[[ TEXT SHOWN, beginning ]]

Sen. John McCain today put terror in the hearts of health insurance policy analysts throughout the country.
By announcing that he will oppose the Graham-Cassidy-Heller-Johnson Affordable Care Act change bill, he raised the possibility that any Graham-Cassidy impact forecasts they have published this week, or are now working on, may already be as obsolete as ancient Etruscan guides to interpreting chicken entrails.
Republican congressional leaders have been rushing to push Graham-Cassidy through the Senate by Sept. 30, in time to make use of special Senate budget reconciliation rules that let supporters of budget measures get those through the Senate with just 51 votes, rather than the 60 votes normally required.
McCain’s opposition to Graham-Cassidy means that Republicans may have trouble rounding up support from even 50 senators for the bill. Sen. Rand Paul, R-Ky., has already come out against it. At press time, Susan Collins of Maine and Lisa Murkowski of Alaska had not expressed any joy about the idea of voting for it.
But McCain himself said he objects to the rushed, partisan process Senate Republicans have used to develop and consider the Graham-Cassidy proposal, not necessarily the content of the bill.
Sens. Lindsey Graham, R-S.C., and Bill Cassidy, R-La., were the leaders in developing the bill.
“I would consider supporting legislation similar to that offered by my friends Senators Graham and Cassidy were it the product of extensive hearings, debate and amendment,” McCain said in the statement explaining why he is voting against Graham-Cassidy. “I take no pleasure in announcing my opposition. Far from it. The bill’s authors are my dear friends, and I think the world of them. I know they are acting consistently with their beliefs and sense of what is best for the country.”

[[ TEXT SHOWN, end ]]

TASK DETAILS: Please pick up the news piece on McCain's opposition to the Graham-Cassidy bill after its final sentence and carry it forward in the same reporting style.

[[ EXTRACTED RECORDS, beginning ]]

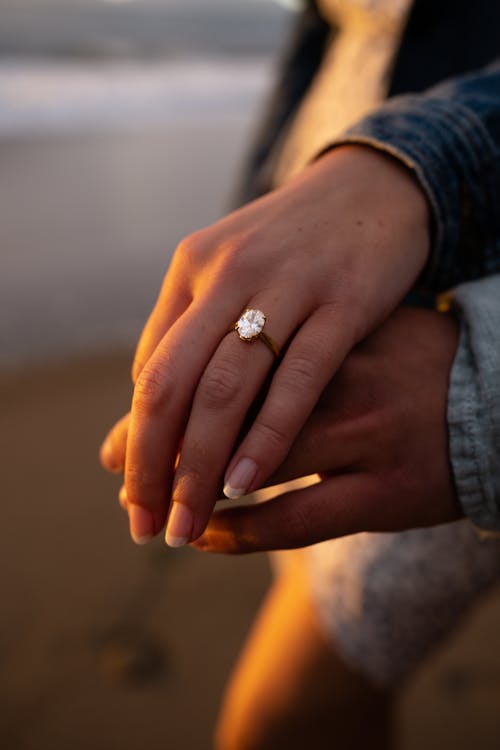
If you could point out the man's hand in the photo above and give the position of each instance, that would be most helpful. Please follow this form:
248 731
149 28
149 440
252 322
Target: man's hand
379 439
326 258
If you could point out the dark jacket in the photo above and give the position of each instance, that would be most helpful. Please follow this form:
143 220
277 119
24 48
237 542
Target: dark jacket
442 119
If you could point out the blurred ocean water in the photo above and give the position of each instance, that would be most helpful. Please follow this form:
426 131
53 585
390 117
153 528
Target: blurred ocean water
109 158
140 28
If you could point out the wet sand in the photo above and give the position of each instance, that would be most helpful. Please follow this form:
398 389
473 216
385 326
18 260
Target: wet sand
107 645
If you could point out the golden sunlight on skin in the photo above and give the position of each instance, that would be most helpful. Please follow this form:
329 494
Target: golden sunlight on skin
291 689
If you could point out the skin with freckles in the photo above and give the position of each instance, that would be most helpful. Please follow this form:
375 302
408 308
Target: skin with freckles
378 437
326 258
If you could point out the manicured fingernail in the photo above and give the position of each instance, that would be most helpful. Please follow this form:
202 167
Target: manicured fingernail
180 525
108 457
122 497
240 479
141 524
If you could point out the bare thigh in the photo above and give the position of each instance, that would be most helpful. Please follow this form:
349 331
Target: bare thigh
291 689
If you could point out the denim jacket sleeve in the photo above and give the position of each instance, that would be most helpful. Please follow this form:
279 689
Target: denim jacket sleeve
450 137
474 402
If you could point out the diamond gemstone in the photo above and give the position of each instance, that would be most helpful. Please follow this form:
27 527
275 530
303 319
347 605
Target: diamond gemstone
251 323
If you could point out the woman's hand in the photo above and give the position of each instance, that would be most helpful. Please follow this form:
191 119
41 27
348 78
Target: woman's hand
326 258
378 437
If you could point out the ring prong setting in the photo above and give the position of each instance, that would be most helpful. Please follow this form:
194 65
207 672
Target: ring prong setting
250 325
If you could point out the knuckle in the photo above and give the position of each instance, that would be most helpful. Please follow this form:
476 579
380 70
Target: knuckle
272 435
220 385
151 391
297 527
140 481
300 373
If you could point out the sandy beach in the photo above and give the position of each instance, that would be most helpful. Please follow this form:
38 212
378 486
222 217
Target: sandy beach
105 166
107 645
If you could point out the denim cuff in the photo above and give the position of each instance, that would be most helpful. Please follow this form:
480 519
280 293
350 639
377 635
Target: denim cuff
474 403
454 154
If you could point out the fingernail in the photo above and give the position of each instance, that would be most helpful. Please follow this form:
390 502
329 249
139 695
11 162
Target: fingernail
108 457
122 497
141 524
240 479
180 525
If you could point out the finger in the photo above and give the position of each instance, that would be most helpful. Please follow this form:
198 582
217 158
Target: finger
326 445
113 449
236 372
122 497
314 354
335 507
161 403
173 300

[[ EXTRACTED RECORDS, end ]]

WRITTEN RESPONSE:
One possible conclusion is that, even if the current version of Graham-Cassidy fails, it, or a new version of it, could return. Agents and brokers who be part of the ACA change game may be able to find new ways to use the old Graham-Cassidy impact analyses, and other useful Graham-Cassidy-related documents.
Here’s a look at 10 tools that might be useful for producers who want to fuel their health insurance policymaking efforts with verifiable facts and numbers. Note that we had a much easier time finding detailed analyses posted by critics than to find comparable analyses posted by supporters.
1. The Graham-Cassidy bill, and supporting documents.
Graham posted the text of the bill, related documents, and a recording of the bill launch video here.
2. Comparisons of Graham-Cassidy with the ACA and major ACA change proposals.
Legal analysts at Faegre Baker Daniels L.L.P., a law firm, have posted a helpful comparison chart here.
The Faegre Baker chart includes the ACA and Graham-Cassidy.
It also includes two House Republican ACA change bills: the American Health Care Act bill and the Better Care Reconciliation Act bill.
The Alaska Department of Health and Social Services have posted another side-by-side analysis, prepared by analysts at Manatt Health, another law firm, here.
2. An analysis of how Graham-Cassidy would affect each state’s federal health program funding level.
Graham-Cassidy would eventually replace the ACA Medicaid expansion, Basic Health Program, ACA exchange plan premium tax credit program, and ACA exchange plan cost-sharing reduction program with block grants for states.
Analysts at Avalere Health, a consulting firm with a wide range of clients, have published data on how the block grant program would affect each state’s funding level here.
Would-be health finance policy players might be able to use the Avalere Graham-Cassidy impact analysis to estimate how any effort to replace the current subsidy programs with state block grants might work.
3. Rating agency analyses.
Perhaps because the Graham-Cassidy proposal is still new, and, originally, appeared to be a dark horse challenger to the bipartisan ACA change efforts at the Senate Health, Education, Labor and Pensions Committee, the rating agencies have not produced high-profile, detailed analyses of the proposal.
Analysts at Fitch Ratings did post a commentary here.
The analysts suggested that states might have the flexibility to deal with changes in federal health program funding.
“Negative implications for entities that rely on state support, including school districts, cities, counties, and public higher education institutions could be more significant given their generally more constrained budgetary flexibility,” the Fitch analysts said.
4. How efforts to include the cost of preexisting conditions in premiums might affect premiums.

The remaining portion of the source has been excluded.